§ **Task requirements**: Reproduce the data in full, exactly as it appears.

**** Dataset entries ****

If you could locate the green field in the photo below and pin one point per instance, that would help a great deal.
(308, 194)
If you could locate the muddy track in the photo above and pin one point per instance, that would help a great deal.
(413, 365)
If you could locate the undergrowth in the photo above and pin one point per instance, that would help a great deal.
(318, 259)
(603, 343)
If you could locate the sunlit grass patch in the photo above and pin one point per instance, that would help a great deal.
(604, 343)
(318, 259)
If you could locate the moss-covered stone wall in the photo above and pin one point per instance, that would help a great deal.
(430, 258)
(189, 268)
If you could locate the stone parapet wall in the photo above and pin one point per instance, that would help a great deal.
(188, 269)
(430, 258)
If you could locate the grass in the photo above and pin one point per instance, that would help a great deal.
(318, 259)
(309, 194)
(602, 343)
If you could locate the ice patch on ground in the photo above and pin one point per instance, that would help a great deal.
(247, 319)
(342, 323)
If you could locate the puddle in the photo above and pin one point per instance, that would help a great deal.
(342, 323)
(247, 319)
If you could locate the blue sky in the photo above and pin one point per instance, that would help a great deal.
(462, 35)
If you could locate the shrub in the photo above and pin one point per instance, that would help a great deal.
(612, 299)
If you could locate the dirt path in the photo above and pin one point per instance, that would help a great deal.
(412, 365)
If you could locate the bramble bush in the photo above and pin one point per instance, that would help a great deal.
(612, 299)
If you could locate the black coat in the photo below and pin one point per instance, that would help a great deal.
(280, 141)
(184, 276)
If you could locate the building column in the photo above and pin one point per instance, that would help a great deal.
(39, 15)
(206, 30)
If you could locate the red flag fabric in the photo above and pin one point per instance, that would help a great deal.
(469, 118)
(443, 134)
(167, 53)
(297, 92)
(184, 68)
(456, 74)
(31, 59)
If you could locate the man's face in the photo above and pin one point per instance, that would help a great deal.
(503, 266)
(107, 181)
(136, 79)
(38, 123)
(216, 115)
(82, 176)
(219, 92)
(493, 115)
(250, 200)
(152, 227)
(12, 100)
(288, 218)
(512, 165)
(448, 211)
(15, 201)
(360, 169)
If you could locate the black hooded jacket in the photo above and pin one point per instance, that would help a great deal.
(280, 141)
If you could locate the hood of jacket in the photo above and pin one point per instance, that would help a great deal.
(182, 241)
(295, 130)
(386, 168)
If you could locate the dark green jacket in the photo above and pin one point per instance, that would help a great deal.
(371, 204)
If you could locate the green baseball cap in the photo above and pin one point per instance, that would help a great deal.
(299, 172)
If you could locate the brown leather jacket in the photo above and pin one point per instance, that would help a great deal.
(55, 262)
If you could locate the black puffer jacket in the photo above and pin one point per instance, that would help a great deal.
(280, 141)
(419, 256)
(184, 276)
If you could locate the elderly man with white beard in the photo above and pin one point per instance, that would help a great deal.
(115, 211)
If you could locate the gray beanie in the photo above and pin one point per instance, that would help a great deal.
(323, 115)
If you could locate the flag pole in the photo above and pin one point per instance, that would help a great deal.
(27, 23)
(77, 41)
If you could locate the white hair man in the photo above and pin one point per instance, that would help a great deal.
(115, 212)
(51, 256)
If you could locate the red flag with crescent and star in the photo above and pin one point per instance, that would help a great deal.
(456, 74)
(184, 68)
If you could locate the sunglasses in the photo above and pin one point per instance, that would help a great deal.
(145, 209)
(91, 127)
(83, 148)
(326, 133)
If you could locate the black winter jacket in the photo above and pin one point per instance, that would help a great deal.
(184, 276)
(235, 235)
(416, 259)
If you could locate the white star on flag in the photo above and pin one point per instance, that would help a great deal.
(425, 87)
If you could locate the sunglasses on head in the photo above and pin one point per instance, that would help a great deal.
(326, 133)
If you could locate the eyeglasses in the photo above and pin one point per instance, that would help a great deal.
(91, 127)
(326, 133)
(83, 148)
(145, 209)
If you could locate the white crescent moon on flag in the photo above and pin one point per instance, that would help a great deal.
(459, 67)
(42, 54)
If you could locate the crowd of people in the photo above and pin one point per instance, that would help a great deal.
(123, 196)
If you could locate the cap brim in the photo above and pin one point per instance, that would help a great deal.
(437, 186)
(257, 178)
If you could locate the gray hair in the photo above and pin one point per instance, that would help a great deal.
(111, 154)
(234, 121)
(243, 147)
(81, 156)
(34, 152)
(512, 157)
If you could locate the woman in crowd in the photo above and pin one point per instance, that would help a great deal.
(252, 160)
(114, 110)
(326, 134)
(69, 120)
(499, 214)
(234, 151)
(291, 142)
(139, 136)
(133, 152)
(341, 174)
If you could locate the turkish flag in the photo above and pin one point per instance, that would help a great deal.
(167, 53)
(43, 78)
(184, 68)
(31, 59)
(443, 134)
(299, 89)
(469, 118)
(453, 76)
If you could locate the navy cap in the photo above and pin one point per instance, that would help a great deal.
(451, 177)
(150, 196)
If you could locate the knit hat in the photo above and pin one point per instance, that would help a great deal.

****

§ **Task solution**:
If you could locate the green field in the photo below and pin one point per instance, that would help a great deal.
(308, 194)
If you could locate the muddy track in the photo above and pin one point per instance, that would help a great deal.
(413, 365)
If you could locate the undergrowth in the photo above and pin one point per instance, that would help a great deal.
(318, 259)
(603, 343)
If you could locate the sunlit grass patch in the photo above and pin one point per instance, that would help a great deal.
(604, 343)
(318, 259)
If you could locate the moss-covered stone wall in the photo above and pin one point per instance, that would help a great deal.
(430, 258)
(189, 268)
If you could locate the stone parapet wall in the photo above and pin one point per instance, that would help a great deal.
(188, 269)
(430, 258)
If you could locate the grass in the photo above and pin one point per instance, that would help a great deal.
(318, 259)
(309, 194)
(602, 343)
If you could locate the ice patch on ground in the photo above and pin one point per instance, that would help a great deal.
(247, 319)
(342, 323)
If you could locate the puddle in the photo above and pin one point per instance, that would help a great deal.
(342, 323)
(247, 319)
If you could locate the blue sky in the photo above and pin one point per instance, that would help a great deal.
(462, 35)
If you could locate the shrub in the photo above and pin one point per instance, that would help a great deal.
(612, 299)
If you could locate the dirt path in the photo above and pin one point per instance, that would help a great deal.
(412, 365)
If you could locate the bramble bush in the photo above and pin one point per instance, that would help a great deal.
(612, 299)
If you could locate the black coat in the photo below and pin one point per instance, that would help a great deal.
(280, 141)
(184, 276)
If you could locate the building column in the photo above and pin one point per instance, that would help a great deal.
(39, 15)
(206, 30)
If you could locate the red flag fabric in the photo above and pin one point per instance, that would help a great deal.
(469, 118)
(443, 134)
(167, 53)
(297, 92)
(184, 68)
(456, 74)
(31, 59)
If you could locate the man's face in the photo above and pin one point per instance, that would help a great deal.
(503, 266)
(107, 181)
(136, 79)
(38, 123)
(216, 115)
(82, 176)
(219, 92)
(493, 115)
(250, 200)
(152, 227)
(12, 100)
(288, 218)
(512, 165)
(448, 211)
(15, 201)
(360, 169)
If you could locate the black hooded jacket in the photo above and pin one point per instance, that would help a great deal.
(280, 141)
If you could locate the hood of jacket in the photo above and pin one point per instance, that would help a great deal.
(182, 241)
(295, 130)
(386, 168)
If you could locate the dark green jacket in the photo above and pin one point per instance, that would help a great deal.
(371, 204)
If you could locate the green baseball cap in the photo above and pin one point per instance, that would help a great deal.
(299, 172)
If you could locate the brown leather jacket in the photo above and pin one point per instance, that would help a great deal.
(55, 262)
If you could locate the black puffer jacket in the photo above and pin one point per instance, that would help a great deal.
(280, 141)
(419, 256)
(184, 276)
If you could locate the elderly man with white beard in the photo above and pin one point per instance, that would help a great deal.
(115, 211)
If you could locate the gray beanie in the photo above and pin one point per instance, that would help a great deal.
(323, 115)
If you could locate the flag pole in the photo above and pin one point per instance, that would help a great deal.
(27, 23)
(77, 41)
If you could locate the white hair man in the photo above and pin one point per instance, that would help a great deal.
(115, 212)
(51, 256)
If you could locate the red flag with crescent and star in the photo above and pin one point per instance, that would help a great deal.
(456, 74)
(184, 68)
If you could locate the sunglasses in the photo above and pin one point per instance, that would help a great deal.
(145, 209)
(91, 127)
(83, 148)
(326, 133)
If you could locate the black winter jacket in the photo above and pin one point per instance, that would help a great deal.
(184, 276)
(235, 235)
(416, 259)
If you could locate the white star on flag in the photo above and pin one point per instance, that would help a great deal.
(425, 87)
If you could locate the sunglasses on head in the photo above and pin one point per instance, that would help a great deal.
(326, 133)
If you could locate the eyeglasses in the photo above and pin one point per instance, that would help a great deal.
(91, 127)
(326, 133)
(83, 148)
(145, 209)
If you could locate the white crescent moon on flag in the photo above and pin one point per instance, that would help a great deal.
(459, 67)
(42, 54)
If you could locate the crowd of people in the photo above and pin one point per instance, that would help a great deal.
(123, 196)
If you could locate the cap brim in the photo above and pin one point per instance, that would help a great deal.
(437, 186)
(257, 178)
If you could locate the gray hair in the photo above and pin one point per instance, that would help a great deal.
(111, 154)
(234, 121)
(243, 147)
(81, 156)
(34, 152)
(512, 157)
If you could locate the woman in crowd in the photo above and pin one point per instance, that would help a great deal.
(252, 160)
(114, 110)
(326, 134)
(69, 120)
(499, 214)
(234, 151)
(291, 142)
(139, 136)
(133, 152)
(341, 174)
If you could locate the turkish flag in the photo above and pin one point per instance, that would help a great deal.
(167, 53)
(43, 78)
(184, 68)
(31, 59)
(443, 134)
(299, 89)
(469, 118)
(453, 76)
If you could locate the navy cap in the photo above and pin one point per instance, that would help a great deal.
(451, 177)
(150, 196)
If you could locate the knit hat in the photo above and pin one point per instance, that would help a great deal.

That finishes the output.